Problem to work on → Reproduce each line of the listing exactly.
========
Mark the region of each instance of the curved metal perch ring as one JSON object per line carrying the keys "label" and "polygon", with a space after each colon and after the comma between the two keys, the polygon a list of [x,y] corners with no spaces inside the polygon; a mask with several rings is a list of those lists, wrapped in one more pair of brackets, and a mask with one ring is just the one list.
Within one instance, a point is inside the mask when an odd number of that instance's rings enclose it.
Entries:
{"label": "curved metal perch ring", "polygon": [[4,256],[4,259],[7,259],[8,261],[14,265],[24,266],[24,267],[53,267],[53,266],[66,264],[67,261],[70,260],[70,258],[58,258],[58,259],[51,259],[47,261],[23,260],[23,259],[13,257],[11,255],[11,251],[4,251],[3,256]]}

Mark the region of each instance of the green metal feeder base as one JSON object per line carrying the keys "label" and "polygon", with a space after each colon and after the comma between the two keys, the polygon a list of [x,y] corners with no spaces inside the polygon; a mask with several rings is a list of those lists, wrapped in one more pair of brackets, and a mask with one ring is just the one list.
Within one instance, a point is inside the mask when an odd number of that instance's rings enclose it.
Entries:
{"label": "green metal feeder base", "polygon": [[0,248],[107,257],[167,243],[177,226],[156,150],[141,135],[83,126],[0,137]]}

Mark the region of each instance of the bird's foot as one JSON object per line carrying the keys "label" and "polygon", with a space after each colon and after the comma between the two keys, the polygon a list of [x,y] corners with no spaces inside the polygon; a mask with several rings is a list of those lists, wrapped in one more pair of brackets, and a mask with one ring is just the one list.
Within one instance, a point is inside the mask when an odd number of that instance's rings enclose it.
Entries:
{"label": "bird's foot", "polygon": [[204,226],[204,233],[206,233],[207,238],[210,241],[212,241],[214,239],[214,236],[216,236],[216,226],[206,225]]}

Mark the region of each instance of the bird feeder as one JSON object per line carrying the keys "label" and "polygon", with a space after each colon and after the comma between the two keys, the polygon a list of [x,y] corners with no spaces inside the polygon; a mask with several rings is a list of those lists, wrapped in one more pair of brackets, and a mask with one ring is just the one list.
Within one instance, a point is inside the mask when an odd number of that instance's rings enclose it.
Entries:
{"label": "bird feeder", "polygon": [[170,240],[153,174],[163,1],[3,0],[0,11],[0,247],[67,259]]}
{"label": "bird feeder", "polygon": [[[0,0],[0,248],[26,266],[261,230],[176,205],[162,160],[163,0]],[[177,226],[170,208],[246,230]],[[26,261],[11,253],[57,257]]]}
========
Task output →
Mark the region of each instance of the curved metal perch ring as one JSON object per line carrying the keys "label" and "polygon", with a space after each colon and after the comma between the two keys, the polygon a list of [x,y] corners with no spaces inside the polygon; a mask with several rings is a list of those lists, wrapped in one more pair of brackets, and a mask with one ring is just the one list.
Within one instance, a point is inside the mask when an odd number of that instance's rings enclose it.
Entries:
{"label": "curved metal perch ring", "polygon": [[4,256],[4,259],[7,259],[8,261],[14,265],[24,266],[24,267],[53,267],[53,266],[66,264],[67,261],[70,260],[70,258],[58,258],[58,259],[51,259],[47,261],[23,260],[23,259],[13,257],[11,255],[11,251],[4,251],[3,256]]}

Mark the region of each instance of the green metal feeder base as one JSON object per line carrying the keys "label" and "polygon", with a space after each colon and after the comma between the two keys, the polygon a list of [x,y] corners with no spaces inside the polygon; a mask with several rings is a list of those lists, wrapped in one more pair of brackets, and a mask with one ring is just the one list.
Within one instance, a point is inside the mask when an odd number of that instance's rings enclose it.
Entries:
{"label": "green metal feeder base", "polygon": [[0,248],[107,257],[167,243],[177,226],[156,150],[141,135],[83,126],[0,137]]}

Mark the region of each instance of the bird's foot as one JSON object per line carrying the keys "label" and "polygon", with a space after each colon and after the comma between the two keys, the polygon a list of [x,y] corners with no spaces inside the polygon; a mask with several rings is a list of those lists, wrapped in one more pair of brackets, and a mask with one ring is just the one list.
Within one instance, a point is inside the mask when an odd number of that instance's rings enclose it.
Entries:
{"label": "bird's foot", "polygon": [[204,226],[204,233],[206,233],[207,238],[210,241],[212,241],[214,239],[214,236],[216,236],[216,226],[206,225]]}

Mark the region of each instance of the bird feeder as one JSON object per line carrying the keys "label" and "polygon", with a space after each colon and after the comma between the two keys, the polygon a list of [x,y] corners with no spaces inside the polygon; a mask with several rings is a list of those lists, wrapped in one more pair of brackets, and a mask with one ring is just the one list.
Within one instance, a point is inside the mask when an odd number of that instance's rings enclose it.
Entries:
{"label": "bird feeder", "polygon": [[170,240],[153,174],[163,1],[3,0],[0,11],[0,247],[67,259]]}
{"label": "bird feeder", "polygon": [[[0,0],[0,248],[26,266],[261,230],[176,205],[162,160],[163,0]],[[177,226],[170,208],[246,230]],[[26,261],[11,253],[57,257]]]}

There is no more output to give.